### Goals
- A) For each statement about the court opinion, answer yes or no and quote the words of the opinion that settle it. (i) The defendant was terminated on November 10, 2014. (ii) The Agreement was amended before the termination date. (iii) Oral argument on the motion was heard on July 21, 2017.
- B) Carry the court opinion on the summary judgment motion forward, starting after its last sentence.

### Source passage

+ + + + +

Opinion
Docket No. BER-L-4103-16
07-21-2017
Andrew Samson, Esq.
Baron Samson
27 Horseneck Road, Suite 210
Fairfield, NJ 07004 Stephen M. Honan, Esq.
Feerick Lynch McCartney & Nugent
96 South Broadway
South Nyack, NY 10906 Dear Counsel:
This matter comes before the court by way of defendant's contested motion for summary judgment. Oral argument was heard by this court on July 7, 2017. BACKGROUND
The complaint was filed on May 25, 2016 sounding in tort. By way of brief background, this matter arises from defendant's alleged conversion, breach of duty of loyalty, unjust enrichment, and breach of employment contract. LEGAL ARGUMENTS
Defendant's Motion for Summary Judgment
Defendant asserts in 1980 she was employed by Radio and Telephone Broadcast Engineers Union, Local 1212 International Brother of Electrical Workers (hereinafter "IBEW"), located in New York. On August 1, 2004, she and IBEW entered into a written agreement (hereinafter "the Agreement") prepared and drafted by IBEW. On November 10, 2014, she was terminated. Prior to the termination date, the agreement was never amended, suspended or terminated. Section six (6) of the agreement contains an arbitration provision, providing:
6. Any dispute, complaint, controversy, claim or grievance whatsoever between Frawley and the Union which directly or indirectly arises under, out of or in connection with this Agreement may be submitted to arbitration by either party upon notice to the other party under and pursuant to the labor arbitration rules of the American Arbitration Association. No complaint, controversy, claim or grievance shall be submitted to arbitration unless either party gives notice to the other, which notice must be given not later than thirty (30) days from the date the dispute, complaint or grievance arose. Each party shall bear their costs and expenses of arbitration and the cost of the arbitration shall be divided equally between the parties. [Frawley Certification Ex. E].Prior to the termination date, neither party served a Notice of Arbitration upon the other. On November 10, 2014, IBEW filed a claim with its insurer, plaintiff, alleging irregularities and improprieties by its former employee, defendant. Defendant asserts all of IBEW's alleged claims arose out of and are in connection with IBEW and defendant's employer-employee relationship. Plaintiff paid certain amounts in claims to IBEW, after which IBEW assigned its rights, if any, against defendant. For the purposes of this action, plaintiff is IBEW's subrogee.

+ + + + +

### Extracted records
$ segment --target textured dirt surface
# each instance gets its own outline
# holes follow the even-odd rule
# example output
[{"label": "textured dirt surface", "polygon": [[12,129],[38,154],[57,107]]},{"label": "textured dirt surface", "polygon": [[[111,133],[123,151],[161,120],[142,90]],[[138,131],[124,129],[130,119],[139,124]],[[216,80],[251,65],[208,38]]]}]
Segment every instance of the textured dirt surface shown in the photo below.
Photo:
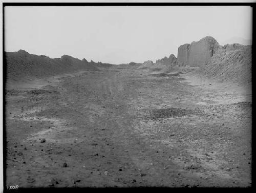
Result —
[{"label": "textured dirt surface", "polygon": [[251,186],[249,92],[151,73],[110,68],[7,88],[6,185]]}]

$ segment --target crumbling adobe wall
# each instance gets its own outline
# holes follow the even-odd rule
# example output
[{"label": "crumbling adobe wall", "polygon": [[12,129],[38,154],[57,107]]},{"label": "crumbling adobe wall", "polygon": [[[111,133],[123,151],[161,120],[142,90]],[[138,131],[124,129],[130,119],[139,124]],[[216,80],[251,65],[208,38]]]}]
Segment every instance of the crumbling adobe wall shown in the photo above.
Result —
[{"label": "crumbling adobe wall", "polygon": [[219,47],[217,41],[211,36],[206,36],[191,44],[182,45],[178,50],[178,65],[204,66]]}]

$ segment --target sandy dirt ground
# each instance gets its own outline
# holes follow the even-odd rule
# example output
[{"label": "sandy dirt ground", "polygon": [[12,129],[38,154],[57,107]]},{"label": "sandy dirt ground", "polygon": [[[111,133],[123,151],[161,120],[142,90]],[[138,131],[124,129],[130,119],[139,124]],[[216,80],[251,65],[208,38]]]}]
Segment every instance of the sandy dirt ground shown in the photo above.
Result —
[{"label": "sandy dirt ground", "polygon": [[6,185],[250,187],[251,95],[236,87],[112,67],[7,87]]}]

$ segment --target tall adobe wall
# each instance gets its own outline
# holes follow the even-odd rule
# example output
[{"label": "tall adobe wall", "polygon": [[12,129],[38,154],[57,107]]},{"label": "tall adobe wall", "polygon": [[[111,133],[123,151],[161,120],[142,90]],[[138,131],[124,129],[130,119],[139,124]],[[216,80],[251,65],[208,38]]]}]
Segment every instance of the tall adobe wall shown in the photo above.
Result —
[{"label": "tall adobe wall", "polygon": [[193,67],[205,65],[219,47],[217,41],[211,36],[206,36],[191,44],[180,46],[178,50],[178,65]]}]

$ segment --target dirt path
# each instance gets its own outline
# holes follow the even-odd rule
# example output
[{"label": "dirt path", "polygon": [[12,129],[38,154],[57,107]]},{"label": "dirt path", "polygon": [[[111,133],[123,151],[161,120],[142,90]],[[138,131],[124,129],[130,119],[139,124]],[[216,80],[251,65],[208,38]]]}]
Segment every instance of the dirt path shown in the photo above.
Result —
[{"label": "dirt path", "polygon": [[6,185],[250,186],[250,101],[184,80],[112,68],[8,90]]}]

+ + + + +

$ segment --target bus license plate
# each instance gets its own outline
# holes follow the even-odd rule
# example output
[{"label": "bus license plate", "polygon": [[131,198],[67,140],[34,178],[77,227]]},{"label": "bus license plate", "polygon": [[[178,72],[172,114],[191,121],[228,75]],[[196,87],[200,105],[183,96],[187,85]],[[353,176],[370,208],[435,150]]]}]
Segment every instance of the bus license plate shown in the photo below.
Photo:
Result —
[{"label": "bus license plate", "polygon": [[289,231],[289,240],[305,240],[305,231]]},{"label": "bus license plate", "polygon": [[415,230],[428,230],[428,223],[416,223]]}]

+ + + + +

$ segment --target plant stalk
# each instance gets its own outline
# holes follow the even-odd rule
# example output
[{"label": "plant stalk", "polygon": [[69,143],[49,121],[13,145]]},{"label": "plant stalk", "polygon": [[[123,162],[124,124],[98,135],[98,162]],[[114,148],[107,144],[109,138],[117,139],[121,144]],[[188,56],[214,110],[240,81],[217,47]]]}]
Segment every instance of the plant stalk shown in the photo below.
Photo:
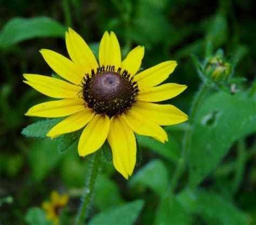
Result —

+ + + + +

### Answers to the exercises
- A)
(i) Yes: "On November 10, 2014, she was terminated."
(ii) No: "Prior to the termination date, the agreement was never amended, suspended or terminated."
(iii) No: "Oral argument was heard by this court on July 7, 2017."

- B)
Defendant argues the court should apply New York law with respect to the construction, interpretation and enforcement of the August 1, 2004 Agreement. Defendant maintains other than her New Jersey residence, all contacts regarding the Agreement, including negotiation, execution, performance and subject matter, are New York based. Defendant emphasizes New York public policy favors arbitration as an efficient means of resolving disputes, particularly where the arbitration clause is sufficiently broad. As such, defendant argues the Agreement contains a broad arbitration clause mandating adjudication of any claim or dispute via arbitration. Defendant maintains plaintiff's claims are covered by the broad language of the Agreement. Additionally, defendant adds the use of the word "may" in the Agreement refers to a party's choice to bring a claim, not choice of forum. IBEW chose to file its claims against defendant with plaintiff. Thus, defendant argues plaintiff is bound by IBEW's waiver of its claims.
Defendant argues the court should grant summary judgment dismissing plaintiff's complaint with prejudice pursuant to R. 4:46-2(c). Defendant reiterates she and IBEW entered into a written agreement, whereby the parties agreed "[a]ny dispute, complaint, controversy, claim or grievance whatsoever concerning defendant's employment be resolved via arbitration." See [Frawley Ex. E]. Accordingly, the parties mutually waived their right to bring an action in a court of law. Moreover, plaintiff, as IBEW's subrogee, is bound by the arbitration clause. Because IBEW and plaintiff failed to submit their claims to arbitration within the required time period, plaintiff cannot avail itself of either the judicial or the arbitration forum.
Additionally, defendant argues plaintiff, as IBEW's subrogee, has no independent right of action against her. Rather, plaintiff's causes of action are derivative of IBEW's rights, if any, against defendant. As such, defendant argues all rights and defenses available to her against IBEW are viable against plaintiff. Accordingly, plaintiff is bound by the Agreement to provide timely notice of its intent to arbitrate, and to timely arbitrate any claims against her. Both IBEW and plaintiff have failed to do so, thus, defendant argues plaintiff's claims must be dismissed.
Plaintiff's Opposition
Plaintiff agues defendant's motion should be denied, as it is factually and legally meritless. Plaintiff asserts whether New Jersey or New York law governs the enforcement of the arbitration provision depends on a New Jersey's choice-of-law analysis, citing Fu v. Fu, 160 N.J. 108, 117 (1999) ("Because New Jersey is the forum state, the issue must be determined in accordance with this State's choice-of-law rules."). Plaintiff maintains the parties' signing of the agreement in New York is only one factor among others to be considered. Plaintiff adds both parties have substantial contacts with New Jersey, as defendant resides in, and plaintiff does business in, New Jersey. Nevertheless, plaintiff argues a choice-of-law analysis is unnecessary because New Jersey procedural law applies to the arbitrability of this dispute, even if a different state's substantive law governs.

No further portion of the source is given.